[Aim of the exercise]: Repeat every item below word for word, leaving out the pictures.

[Stored records]:

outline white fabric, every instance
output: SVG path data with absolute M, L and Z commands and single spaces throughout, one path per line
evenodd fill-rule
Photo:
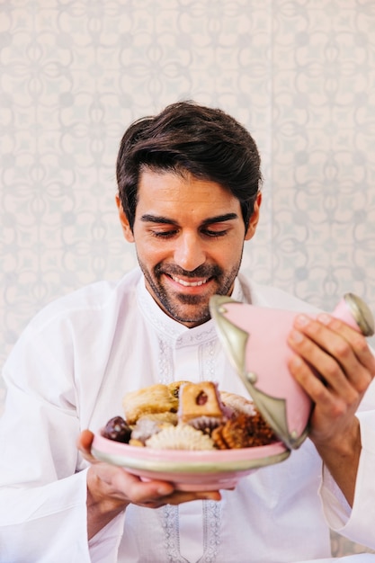
M 250 293 L 256 305 L 314 311 L 282 291 L 237 280 L 233 297 L 248 300 Z M 361 415 L 363 451 L 352 512 L 329 476 L 322 485 L 320 459 L 307 440 L 285 461 L 223 491 L 219 503 L 130 505 L 87 544 L 86 464 L 76 448 L 82 429 L 97 431 L 122 414 L 126 391 L 157 381 L 213 380 L 246 394 L 212 321 L 188 329 L 166 317 L 138 269 L 118 284 L 94 284 L 43 309 L 4 375 L 1 563 L 291 563 L 330 556 L 326 518 L 375 548 L 373 386 Z

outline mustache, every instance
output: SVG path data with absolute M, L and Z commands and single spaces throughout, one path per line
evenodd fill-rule
M 158 264 L 154 268 L 155 274 L 159 276 L 162 273 L 166 273 L 170 276 L 183 277 L 183 278 L 218 278 L 221 275 L 222 271 L 218 265 L 208 266 L 201 264 L 195 268 L 195 270 L 183 270 L 179 266 L 170 264 L 168 266 Z

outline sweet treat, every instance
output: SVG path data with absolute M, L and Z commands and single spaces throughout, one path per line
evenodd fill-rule
M 105 424 L 103 435 L 109 440 L 129 443 L 131 432 L 130 426 L 122 416 L 113 416 Z
M 256 413 L 253 401 L 250 401 L 241 395 L 220 391 L 220 398 L 227 407 L 232 408 L 233 411 L 238 415 L 245 413 L 248 416 L 253 416 L 253 415 Z
M 186 423 L 199 416 L 222 418 L 223 406 L 213 381 L 184 383 L 180 388 L 178 419 Z
M 174 381 L 127 393 L 125 418 L 108 421 L 103 435 L 156 450 L 229 450 L 278 440 L 254 403 L 219 391 L 213 381 Z
M 122 400 L 125 419 L 129 424 L 134 424 L 139 416 L 155 413 L 176 413 L 178 397 L 175 387 L 156 383 L 138 391 L 130 391 Z
M 211 437 L 219 450 L 254 448 L 277 440 L 272 429 L 259 413 L 252 416 L 241 413 L 215 428 Z
M 158 413 L 159 415 L 160 413 Z M 133 430 L 131 431 L 131 439 L 129 441 L 130 445 L 145 445 L 146 441 L 164 428 L 168 426 L 174 428 L 174 424 L 168 423 L 160 418 L 156 418 L 157 415 L 145 415 L 141 418 L 138 418 Z M 140 442 L 140 444 L 139 444 Z
M 213 441 L 189 424 L 168 426 L 146 441 L 156 450 L 215 450 Z

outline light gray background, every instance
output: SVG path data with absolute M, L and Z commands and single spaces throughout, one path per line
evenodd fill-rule
M 374 310 L 374 0 L 0 1 L 0 363 L 46 303 L 135 264 L 119 142 L 183 99 L 233 114 L 261 149 L 244 270 Z

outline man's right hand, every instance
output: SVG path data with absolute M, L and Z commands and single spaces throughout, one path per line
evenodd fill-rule
M 87 532 L 90 540 L 128 505 L 159 508 L 192 500 L 220 500 L 219 491 L 184 492 L 172 483 L 142 481 L 124 469 L 99 461 L 91 453 L 94 434 L 84 430 L 77 441 L 78 450 L 91 463 L 87 472 Z

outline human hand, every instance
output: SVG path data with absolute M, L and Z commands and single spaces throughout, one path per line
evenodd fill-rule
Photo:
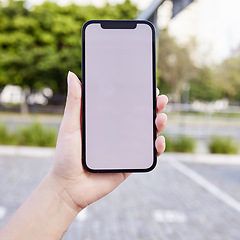
M 157 94 L 158 95 L 158 94 Z M 90 173 L 82 166 L 81 138 L 81 83 L 77 76 L 68 73 L 68 94 L 63 120 L 59 130 L 51 183 L 64 201 L 76 211 L 107 195 L 123 182 L 130 173 Z M 167 104 L 165 95 L 157 96 L 156 126 L 163 131 L 167 116 L 160 113 Z M 158 156 L 165 149 L 165 139 L 155 141 Z M 57 186 L 57 187 L 56 187 Z M 64 193 L 64 194 L 63 194 Z

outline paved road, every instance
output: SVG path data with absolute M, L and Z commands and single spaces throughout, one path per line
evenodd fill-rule
M 0 122 L 14 130 L 19 125 L 27 125 L 37 121 L 44 125 L 59 128 L 62 115 L 19 115 L 0 114 Z M 213 135 L 231 136 L 240 140 L 240 121 L 238 118 L 206 117 L 206 116 L 168 116 L 168 124 L 164 131 L 169 136 L 188 135 L 196 139 L 206 140 Z
M 0 157 L 0 227 L 51 161 Z M 160 162 L 80 213 L 64 240 L 238 240 L 239 189 L 239 165 Z

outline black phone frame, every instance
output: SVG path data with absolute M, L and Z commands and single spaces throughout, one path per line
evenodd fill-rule
M 149 168 L 144 169 L 91 169 L 86 163 L 86 117 L 85 117 L 85 30 L 88 25 L 100 23 L 104 29 L 134 29 L 137 24 L 147 24 L 152 29 L 152 86 L 153 86 L 153 164 Z M 154 25 L 146 20 L 90 20 L 84 23 L 82 27 L 82 103 L 81 103 L 81 130 L 82 130 L 82 164 L 85 170 L 91 173 L 127 173 L 127 172 L 149 172 L 157 165 L 157 150 L 155 147 L 155 140 L 157 138 L 157 129 L 155 119 L 157 115 L 156 106 L 156 34 Z

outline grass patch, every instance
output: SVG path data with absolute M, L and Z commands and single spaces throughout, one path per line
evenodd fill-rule
M 214 136 L 209 142 L 211 153 L 238 154 L 239 143 L 231 137 Z

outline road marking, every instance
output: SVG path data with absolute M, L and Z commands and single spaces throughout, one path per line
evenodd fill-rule
M 181 173 L 183 173 L 185 176 L 190 178 L 193 182 L 197 183 L 199 186 L 214 195 L 216 198 L 227 204 L 229 207 L 240 212 L 240 202 L 238 202 L 236 199 L 234 199 L 227 193 L 223 192 L 220 188 L 209 182 L 200 174 L 196 173 L 189 167 L 177 161 L 171 161 L 169 162 L 169 164 Z
M 7 213 L 7 209 L 5 207 L 0 206 L 0 219 L 3 219 Z
M 161 223 L 185 223 L 187 216 L 179 211 L 157 209 L 152 212 L 155 221 Z
M 87 219 L 87 208 L 84 208 L 76 217 L 79 222 L 84 222 Z

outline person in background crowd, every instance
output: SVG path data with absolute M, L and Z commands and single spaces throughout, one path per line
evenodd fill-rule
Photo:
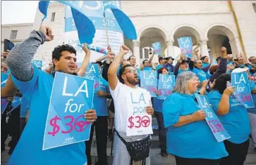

[Task result]:
outline white fabric, every instance
output: SVG path data with absolute M, L and Z commands and single spaces throughout, one path per line
evenodd fill-rule
Photo:
M 250 293 L 256 305 L 314 311 L 282 291 L 237 280 L 233 297 L 248 300 Z M 361 415 L 363 451 L 352 512 L 329 476 L 322 485 L 320 459 L 307 440 L 285 461 L 223 491 L 219 503 L 130 505 L 87 544 L 86 464 L 76 448 L 82 429 L 97 431 L 122 414 L 126 391 L 157 381 L 213 380 L 246 394 L 212 321 L 188 329 L 166 317 L 138 269 L 118 284 L 94 284 L 43 309 L 4 375 L 1 563 L 291 563 L 330 556 L 326 518 L 375 548 L 373 386 Z

outline mustache, every instance
output: SVG path data with absolute M, L and Z commands and single spaces throughout, one path per line
evenodd fill-rule
M 158 264 L 154 268 L 155 274 L 159 276 L 162 273 L 166 273 L 170 276 L 183 277 L 183 278 L 218 278 L 221 275 L 222 271 L 218 265 L 208 266 L 201 264 L 195 268 L 195 270 L 183 270 L 179 266 L 170 264 L 168 266 Z

outline sweet treat, every instance
output: SVG path data with absolute M, L and Z commands and single spaces throughout, one path per line
evenodd fill-rule
M 105 424 L 103 435 L 109 440 L 129 443 L 131 432 L 130 426 L 122 416 L 113 416 Z
M 256 413 L 253 401 L 250 401 L 241 395 L 220 391 L 220 398 L 227 407 L 232 408 L 233 411 L 238 415 L 245 413 L 248 416 L 253 416 L 253 415 Z
M 186 423 L 199 416 L 222 418 L 223 406 L 213 381 L 184 383 L 180 388 L 178 419 Z
M 174 381 L 127 393 L 125 418 L 108 421 L 103 435 L 156 450 L 229 450 L 278 440 L 254 403 L 219 391 L 213 381 Z
M 122 400 L 125 419 L 129 424 L 134 424 L 139 416 L 155 413 L 176 413 L 178 397 L 175 387 L 156 383 L 138 391 L 130 391 Z
M 211 437 L 219 450 L 254 448 L 277 440 L 272 429 L 259 413 L 252 416 L 241 413 L 215 428 Z
M 158 413 L 159 415 L 160 413 Z M 133 430 L 131 431 L 131 439 L 129 441 L 130 445 L 145 445 L 146 441 L 164 428 L 168 426 L 174 428 L 174 424 L 168 423 L 160 418 L 156 418 L 157 415 L 145 415 L 141 418 L 138 418 Z M 140 442 L 140 444 L 139 444 Z
M 213 441 L 189 424 L 168 426 L 146 441 L 156 450 L 215 450 Z

outline light gray background, every instance
output: SVG path data with absolute M, L and Z commands and single spaces throughout, one path per line
evenodd fill-rule
M 374 310 L 374 0 L 0 1 L 0 363 L 46 303 L 135 264 L 119 142 L 183 99 L 233 114 L 261 149 L 244 270 Z

outline man's right hand, every instance
output: SVG path data with absolute M, L and Z commands and single spaces throughout, one path per line
evenodd fill-rule
M 87 532 L 90 540 L 128 505 L 159 508 L 192 500 L 220 500 L 219 491 L 184 492 L 172 483 L 142 481 L 124 469 L 99 461 L 91 453 L 94 434 L 84 430 L 77 441 L 78 450 L 91 463 L 87 472 Z

outline human hand, every instance
output: SVG path data with absolute M, L and Z commands and single spaces throughout, one path per line
evenodd fill-rule
Photo:
M 157 94 L 158 95 L 158 94 Z M 90 173 L 82 166 L 81 138 L 81 83 L 77 76 L 68 73 L 68 94 L 63 120 L 59 130 L 51 183 L 64 201 L 76 211 L 107 195 L 123 182 L 130 173 Z M 167 104 L 165 95 L 157 96 L 156 126 L 163 131 L 167 116 L 160 113 Z M 158 156 L 165 149 L 165 139 L 155 141 Z M 57 186 L 57 187 L 56 187 Z M 64 193 L 64 194 L 63 194 Z

outline paved road, every instance
output: SVG path data with absolute M, L and Z commands and single spaces throughout, one path per line
evenodd fill-rule
M 0 122 L 14 130 L 19 125 L 27 125 L 37 121 L 44 125 L 59 128 L 62 115 L 19 115 L 0 114 Z M 213 135 L 231 136 L 240 140 L 240 121 L 238 118 L 206 117 L 206 116 L 168 116 L 168 124 L 164 131 L 169 136 L 188 135 L 196 139 L 206 140 Z
M 0 157 L 0 227 L 51 161 Z M 160 162 L 80 213 L 64 240 L 238 240 L 239 189 L 239 165 Z

outline black phone frame, every instance
output: SVG path data with absolute M, L and Z commands and single spaces throughout, one path per line
evenodd fill-rule
M 149 168 L 144 169 L 91 169 L 86 163 L 86 117 L 85 117 L 85 30 L 88 25 L 100 23 L 104 29 L 134 29 L 137 24 L 147 24 L 152 29 L 152 86 L 153 86 L 153 164 Z M 154 25 L 146 20 L 90 20 L 84 23 L 82 27 L 82 103 L 81 103 L 81 130 L 82 130 L 82 164 L 85 170 L 91 173 L 127 173 L 127 172 L 149 172 L 157 165 L 157 150 L 155 147 L 155 140 L 157 138 L 157 129 L 155 119 L 157 115 L 156 106 L 156 34 Z

outline grass patch, every instance
output: SVG path data with absolute M, L and Z commands and single spaces throughout, one path per line
evenodd fill-rule
M 214 136 L 209 142 L 211 153 L 238 154 L 239 143 L 231 137 Z

outline road marking, every instance
output: SVG path data with absolute M, L and Z commands and single spaces throughout, one path per line
evenodd fill-rule
M 181 173 L 183 173 L 185 176 L 190 178 L 193 182 L 197 183 L 199 186 L 214 195 L 216 198 L 227 204 L 229 207 L 240 212 L 240 202 L 238 202 L 236 199 L 234 199 L 227 193 L 223 192 L 220 188 L 209 182 L 200 174 L 196 173 L 189 167 L 177 161 L 171 161 L 169 162 L 169 164 Z
M 7 213 L 7 209 L 5 207 L 0 206 L 0 219 L 3 219 Z
M 161 223 L 185 223 L 187 216 L 179 211 L 157 209 L 152 212 L 155 221 Z
M 87 219 L 87 208 L 84 208 L 76 217 L 79 222 L 84 222 Z

outline person in background crowd, every instance
output: SVG path data with absolute M, L and Z commands and single spaces throughout, one path per line
evenodd fill-rule
Photo:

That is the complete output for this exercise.